*Work request*
In your copy of the data, omit the pictures and keep all else exactly as given.

Records excerpted from a collection
◇ ◇ ◇ ◇ ◇
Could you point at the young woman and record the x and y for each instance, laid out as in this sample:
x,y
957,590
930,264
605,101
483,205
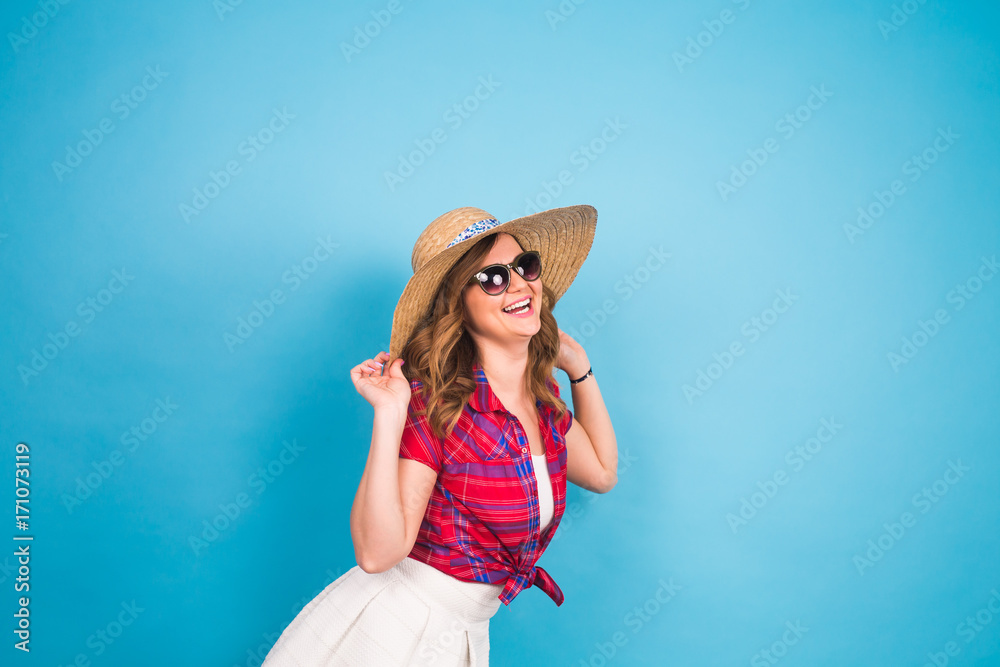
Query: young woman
x,y
465,482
◇ ◇ ◇ ◇ ◇
*Exercise result*
Could you point at the young woman and record the x and y for each instance, laid out as in this sample:
x,y
957,590
930,264
605,101
483,205
Query: young woman
x,y
465,482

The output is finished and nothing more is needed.